• AIM OF THE TASK: Please copy out the entries exactly, skipping any pictures.

═════ INPUT DATA ═════

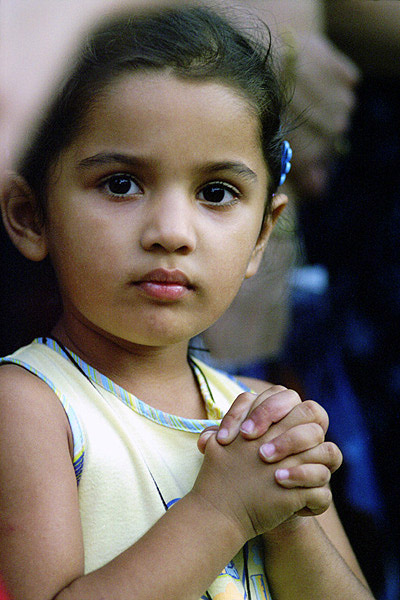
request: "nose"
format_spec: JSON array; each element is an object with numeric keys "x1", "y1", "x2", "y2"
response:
[{"x1": 140, "y1": 190, "x2": 197, "y2": 254}]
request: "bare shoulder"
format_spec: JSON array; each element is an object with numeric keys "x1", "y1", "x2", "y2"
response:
[
  {"x1": 236, "y1": 375, "x2": 275, "y2": 394},
  {"x1": 0, "y1": 364, "x2": 84, "y2": 599},
  {"x1": 0, "y1": 363, "x2": 72, "y2": 451}
]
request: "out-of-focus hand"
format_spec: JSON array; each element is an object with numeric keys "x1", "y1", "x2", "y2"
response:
[
  {"x1": 286, "y1": 33, "x2": 360, "y2": 198},
  {"x1": 0, "y1": 0, "x2": 182, "y2": 186}
]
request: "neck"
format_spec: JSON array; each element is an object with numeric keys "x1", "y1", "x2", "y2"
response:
[{"x1": 51, "y1": 315, "x2": 207, "y2": 419}]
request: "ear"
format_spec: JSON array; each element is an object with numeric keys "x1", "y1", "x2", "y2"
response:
[
  {"x1": 245, "y1": 193, "x2": 288, "y2": 279},
  {"x1": 1, "y1": 175, "x2": 48, "y2": 261}
]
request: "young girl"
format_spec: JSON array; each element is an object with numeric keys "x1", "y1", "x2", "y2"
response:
[{"x1": 0, "y1": 6, "x2": 373, "y2": 600}]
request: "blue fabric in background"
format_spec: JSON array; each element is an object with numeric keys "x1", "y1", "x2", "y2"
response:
[
  {"x1": 285, "y1": 268, "x2": 383, "y2": 519},
  {"x1": 298, "y1": 78, "x2": 400, "y2": 600}
]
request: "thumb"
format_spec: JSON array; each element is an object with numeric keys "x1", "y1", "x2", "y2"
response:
[{"x1": 197, "y1": 426, "x2": 218, "y2": 454}]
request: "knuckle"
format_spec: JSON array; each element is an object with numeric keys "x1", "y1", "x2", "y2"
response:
[
  {"x1": 294, "y1": 464, "x2": 307, "y2": 481},
  {"x1": 306, "y1": 486, "x2": 332, "y2": 513},
  {"x1": 324, "y1": 442, "x2": 343, "y2": 468},
  {"x1": 236, "y1": 391, "x2": 256, "y2": 406},
  {"x1": 224, "y1": 392, "x2": 255, "y2": 420},
  {"x1": 240, "y1": 391, "x2": 256, "y2": 402},
  {"x1": 309, "y1": 422, "x2": 325, "y2": 443},
  {"x1": 322, "y1": 486, "x2": 333, "y2": 506},
  {"x1": 302, "y1": 400, "x2": 329, "y2": 429},
  {"x1": 271, "y1": 434, "x2": 286, "y2": 455},
  {"x1": 324, "y1": 441, "x2": 336, "y2": 460},
  {"x1": 283, "y1": 389, "x2": 302, "y2": 405},
  {"x1": 268, "y1": 385, "x2": 287, "y2": 394},
  {"x1": 301, "y1": 400, "x2": 320, "y2": 419},
  {"x1": 252, "y1": 400, "x2": 275, "y2": 421},
  {"x1": 321, "y1": 484, "x2": 332, "y2": 501},
  {"x1": 253, "y1": 387, "x2": 301, "y2": 426},
  {"x1": 222, "y1": 412, "x2": 242, "y2": 426},
  {"x1": 319, "y1": 466, "x2": 332, "y2": 485}
]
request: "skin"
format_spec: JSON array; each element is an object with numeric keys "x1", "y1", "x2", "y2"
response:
[
  {"x1": 0, "y1": 0, "x2": 188, "y2": 186},
  {"x1": 3, "y1": 71, "x2": 285, "y2": 422},
  {"x1": 41, "y1": 73, "x2": 282, "y2": 416},
  {"x1": 0, "y1": 72, "x2": 373, "y2": 599},
  {"x1": 249, "y1": 0, "x2": 360, "y2": 198}
]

═════

• EXERCISE SOLUTION:
request: "nose"
format_spec: JSON array; each element is an object with numeric keys "x1", "y1", "x2", "y2"
response:
[{"x1": 140, "y1": 190, "x2": 197, "y2": 254}]
request: "bare shoulder"
format_spec: JSON array; each element is an object with numeric keys "x1", "y1", "x2", "y2"
response:
[
  {"x1": 236, "y1": 375, "x2": 275, "y2": 394},
  {"x1": 0, "y1": 364, "x2": 84, "y2": 599},
  {"x1": 0, "y1": 363, "x2": 72, "y2": 451}
]
request: "out-of-focus hand"
format_spec: JSON array; each element is an object with numeric keys "x1", "y1", "x2", "y2"
response:
[
  {"x1": 286, "y1": 33, "x2": 360, "y2": 198},
  {"x1": 0, "y1": 0, "x2": 182, "y2": 186}
]
request: "neck"
format_spec: JSON array; each element is an object with numeric keys "x1", "y1", "x2", "y2"
response:
[{"x1": 51, "y1": 315, "x2": 207, "y2": 419}]
request: "ear"
format_spec: JSON array; each element is an object with numeric keys "x1", "y1", "x2", "y2"
response:
[
  {"x1": 245, "y1": 193, "x2": 288, "y2": 279},
  {"x1": 1, "y1": 175, "x2": 48, "y2": 261}
]
request: "young girl"
format_spec: JSON array; each element is an object with numeric keys "x1", "y1", "x2", "y2"
response:
[{"x1": 0, "y1": 6, "x2": 373, "y2": 600}]
request: "blue fabric in background"
format_spec: JSON array; each element is an object with numeric keys "x1", "y1", "x2", "y2"
response:
[
  {"x1": 285, "y1": 268, "x2": 383, "y2": 519},
  {"x1": 298, "y1": 78, "x2": 400, "y2": 600}
]
request: "thumb"
format_spec: JSON array; each element is an object with numeric keys "x1", "y1", "x2", "y2"
response:
[{"x1": 197, "y1": 426, "x2": 218, "y2": 454}]
request: "knuckle"
format_spec: JSON array; each element is an object with numeric keys "x1", "y1", "x2", "y2"
response:
[
  {"x1": 294, "y1": 464, "x2": 307, "y2": 481},
  {"x1": 306, "y1": 486, "x2": 332, "y2": 513},
  {"x1": 324, "y1": 442, "x2": 343, "y2": 468},
  {"x1": 236, "y1": 391, "x2": 256, "y2": 406},
  {"x1": 224, "y1": 392, "x2": 255, "y2": 420},
  {"x1": 240, "y1": 391, "x2": 256, "y2": 402},
  {"x1": 309, "y1": 422, "x2": 325, "y2": 443},
  {"x1": 322, "y1": 486, "x2": 333, "y2": 506},
  {"x1": 302, "y1": 400, "x2": 329, "y2": 429},
  {"x1": 271, "y1": 434, "x2": 286, "y2": 455},
  {"x1": 324, "y1": 441, "x2": 336, "y2": 460},
  {"x1": 283, "y1": 389, "x2": 302, "y2": 405},
  {"x1": 268, "y1": 385, "x2": 287, "y2": 394},
  {"x1": 301, "y1": 400, "x2": 320, "y2": 419},
  {"x1": 252, "y1": 400, "x2": 275, "y2": 421},
  {"x1": 321, "y1": 484, "x2": 332, "y2": 501},
  {"x1": 253, "y1": 387, "x2": 301, "y2": 426},
  {"x1": 222, "y1": 412, "x2": 242, "y2": 426},
  {"x1": 319, "y1": 466, "x2": 332, "y2": 485}
]
request: "skin"
format_spec: JSON array; each element is an object with numeric keys "x1", "y1", "x2", "y2"
response:
[
  {"x1": 0, "y1": 0, "x2": 188, "y2": 186},
  {"x1": 3, "y1": 71, "x2": 285, "y2": 422},
  {"x1": 41, "y1": 73, "x2": 282, "y2": 416},
  {"x1": 0, "y1": 72, "x2": 373, "y2": 599},
  {"x1": 249, "y1": 0, "x2": 360, "y2": 198}
]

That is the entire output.